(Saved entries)
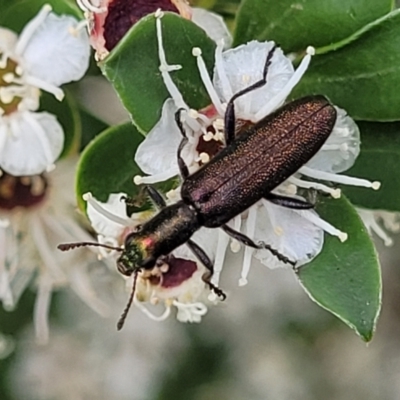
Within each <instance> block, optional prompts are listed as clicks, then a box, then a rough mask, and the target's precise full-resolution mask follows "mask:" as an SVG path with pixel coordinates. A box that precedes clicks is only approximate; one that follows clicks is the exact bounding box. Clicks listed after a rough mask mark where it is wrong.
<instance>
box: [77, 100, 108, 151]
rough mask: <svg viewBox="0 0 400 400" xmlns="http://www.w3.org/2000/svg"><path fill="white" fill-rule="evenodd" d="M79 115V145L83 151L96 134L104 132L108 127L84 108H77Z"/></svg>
mask: <svg viewBox="0 0 400 400" xmlns="http://www.w3.org/2000/svg"><path fill="white" fill-rule="evenodd" d="M79 113H80V117H81V122H82V139H81V144H80V150H83V149H84V148H85V147H86V146H87V145H88V144H89V143H90V141H91V140H93V139H94V138H95V137H96V136H97V135H98V134H100V133H101V132H103V131H104V130H106V129H107V128H108V127H109V125H108V124H106V123H105V122H104V121H101V120H100V119H99V118H98V117H96V116H94V115H93V114H91V113H90V112H89V111H88V110H86V109H85V108H84V107H82V106H81V107H80V108H79Z"/></svg>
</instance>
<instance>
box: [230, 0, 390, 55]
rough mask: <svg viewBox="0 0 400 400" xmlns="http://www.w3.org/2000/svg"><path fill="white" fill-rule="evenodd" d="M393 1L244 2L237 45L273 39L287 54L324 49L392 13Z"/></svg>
mask: <svg viewBox="0 0 400 400" xmlns="http://www.w3.org/2000/svg"><path fill="white" fill-rule="evenodd" d="M392 3H393V1H392V0H301V1H297V2H294V1H293V0H279V1H276V0H244V1H243V2H242V6H241V7H240V9H239V12H238V15H237V27H236V31H235V37H234V45H235V46H237V45H239V44H242V43H246V42H248V41H250V40H254V39H256V40H259V41H265V40H274V41H275V42H276V43H278V44H279V46H281V47H282V48H283V49H284V50H285V52H295V51H300V50H304V49H306V48H307V46H314V47H321V46H326V45H329V44H331V43H335V42H337V41H339V40H342V39H344V38H346V37H348V36H350V35H352V34H353V33H354V32H356V31H357V30H359V29H361V28H362V27H363V26H364V25H366V24H368V23H370V22H372V21H374V20H375V19H377V18H379V17H382V16H383V15H385V14H387V13H389V12H390V11H391V10H392V6H393V4H392Z"/></svg>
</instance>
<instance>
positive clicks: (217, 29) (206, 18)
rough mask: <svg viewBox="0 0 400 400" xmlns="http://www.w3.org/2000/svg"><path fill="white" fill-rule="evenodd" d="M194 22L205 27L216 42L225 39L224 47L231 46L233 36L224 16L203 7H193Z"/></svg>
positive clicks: (207, 33) (192, 21)
mask: <svg viewBox="0 0 400 400" xmlns="http://www.w3.org/2000/svg"><path fill="white" fill-rule="evenodd" d="M192 22H194V23H195V24H196V25H198V26H200V28H202V29H204V30H205V31H206V33H207V35H208V36H209V37H210V38H211V39H212V40H214V42H216V43H219V42H220V41H221V40H223V41H224V48H226V49H227V48H229V47H231V45H232V36H231V34H230V32H229V30H228V27H227V26H226V24H225V22H224V20H223V18H222V17H221V16H219V15H218V14H215V13H213V12H210V11H207V10H204V9H202V8H192Z"/></svg>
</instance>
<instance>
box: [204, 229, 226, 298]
mask: <svg viewBox="0 0 400 400" xmlns="http://www.w3.org/2000/svg"><path fill="white" fill-rule="evenodd" d="M228 243H229V236H228V235H227V234H226V233H225V232H224V231H223V230H222V229H218V242H217V249H216V252H215V261H214V274H213V276H212V277H211V283H212V284H214V285H215V286H218V284H219V277H220V275H221V271H222V268H223V266H224V260H225V254H226V249H227V247H228ZM217 297H218V296H217V295H216V294H215V293H214V292H211V293H210V294H209V295H208V299H209V300H210V301H215V300H216V299H217Z"/></svg>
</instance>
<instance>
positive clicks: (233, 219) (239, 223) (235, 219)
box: [231, 215, 242, 253]
mask: <svg viewBox="0 0 400 400" xmlns="http://www.w3.org/2000/svg"><path fill="white" fill-rule="evenodd" d="M233 222H234V226H233V229H235V231H237V232H240V227H241V225H242V217H241V215H237V216H236V217H235V218H234V219H233ZM231 251H232V252H234V253H238V252H239V251H240V242H239V241H238V240H236V239H231Z"/></svg>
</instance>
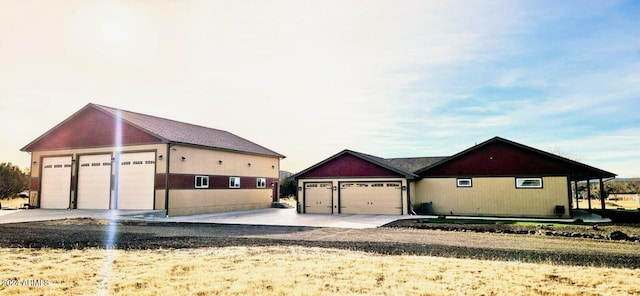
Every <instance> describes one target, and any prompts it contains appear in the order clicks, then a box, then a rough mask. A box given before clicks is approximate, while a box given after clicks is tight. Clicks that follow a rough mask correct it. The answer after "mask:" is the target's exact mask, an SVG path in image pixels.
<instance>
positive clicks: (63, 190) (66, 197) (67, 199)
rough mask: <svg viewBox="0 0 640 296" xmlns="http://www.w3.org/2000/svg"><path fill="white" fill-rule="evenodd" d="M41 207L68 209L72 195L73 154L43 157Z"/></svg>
mask: <svg viewBox="0 0 640 296" xmlns="http://www.w3.org/2000/svg"><path fill="white" fill-rule="evenodd" d="M41 182H42V183H41V186H42V187H41V188H40V207H41V208H43V209H67V208H69V197H70V196H71V156H62V157H45V158H43V159H42V181H41Z"/></svg>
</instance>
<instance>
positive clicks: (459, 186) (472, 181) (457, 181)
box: [456, 178, 473, 188]
mask: <svg viewBox="0 0 640 296" xmlns="http://www.w3.org/2000/svg"><path fill="white" fill-rule="evenodd" d="M460 181H462V182H465V181H469V184H461V183H460ZM456 187H460V188H471V187H473V179H472V178H457V179H456Z"/></svg>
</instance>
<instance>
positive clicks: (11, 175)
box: [0, 162, 29, 199]
mask: <svg viewBox="0 0 640 296" xmlns="http://www.w3.org/2000/svg"><path fill="white" fill-rule="evenodd" d="M28 182H29V180H28V176H27V174H26V173H24V172H23V171H22V170H20V168H18V167H17V166H15V165H13V164H11V163H10V162H9V163H5V162H3V163H0V199H4V198H9V197H14V196H16V195H17V194H18V193H19V192H20V191H23V190H26V189H27V188H28V185H29V183H28Z"/></svg>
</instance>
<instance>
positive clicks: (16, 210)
mask: <svg viewBox="0 0 640 296" xmlns="http://www.w3.org/2000/svg"><path fill="white" fill-rule="evenodd" d="M164 213H165V212H164V210H159V211H124V210H43V209H29V210H0V224H3V223H20V222H31V221H49V220H60V219H67V218H93V219H108V220H135V221H149V222H185V223H214V224H245V225H276V226H308V227H335V228H356V229H362V228H376V227H380V226H382V225H384V224H387V223H390V222H393V221H396V220H400V219H417V218H433V217H435V216H420V215H417V216H416V215H413V216H400V215H351V214H334V215H330V214H298V213H296V211H295V209H261V210H254V211H239V212H226V213H212V214H202V215H191V216H175V217H166V216H165V215H164ZM455 218H456V219H492V220H513V219H514V218H495V217H460V216H457V217H455ZM577 218H580V219H582V220H583V221H584V222H590V223H606V222H611V220H609V219H607V218H602V217H600V216H598V215H595V214H590V213H588V212H586V211H577V210H576V211H574V217H573V218H572V219H527V218H517V220H521V221H536V222H550V223H553V222H572V221H574V220H575V219H577Z"/></svg>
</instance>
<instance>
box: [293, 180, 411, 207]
mask: <svg viewBox="0 0 640 296" xmlns="http://www.w3.org/2000/svg"><path fill="white" fill-rule="evenodd" d="M386 181H390V182H393V181H395V182H402V186H405V187H406V186H407V180H406V179H404V178H355V179H354V178H345V179H322V178H317V179H299V180H298V188H303V189H302V191H300V190H298V209H301V207H302V205H303V204H304V183H310V182H331V183H332V185H333V186H334V188H335V189H334V192H333V204H334V205H338V199H339V198H340V197H339V188H340V187H339V183H342V182H386ZM401 198H402V214H403V215H407V214H408V213H407V190H402V197H401ZM333 213H334V214H338V209H337V208H334V209H333Z"/></svg>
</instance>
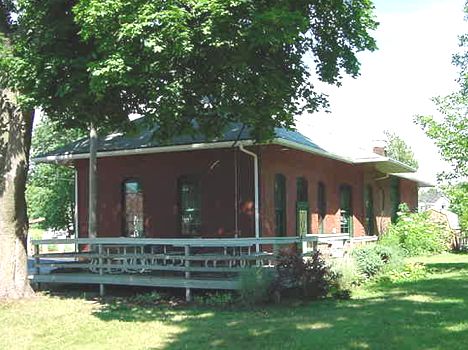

Required work: Copy, character for character, the lines of the saved entries from the very first one through the line holding "115V145L83 151L96 134L104", with both ends included. Leave any pictures out of your copy.

Output of the exercise:
Within each <instance> block, optional prompts are listed as clicks, then a box, then a rough mask, and the target's precise full-resolution mask follows "mask:" as an SVG path with pixel coordinates. A box that precedes clicks is only approximate; one that follows clicks is the exact bounding box. Clicks listed after a rough mask mark where it is wrong.
<instance>
box: [77, 100, 108, 151]
rough mask: <svg viewBox="0 0 400 400" xmlns="http://www.w3.org/2000/svg"><path fill="white" fill-rule="evenodd" d="M79 115V145L83 151L96 134L104 132L108 127L84 108H77Z"/></svg>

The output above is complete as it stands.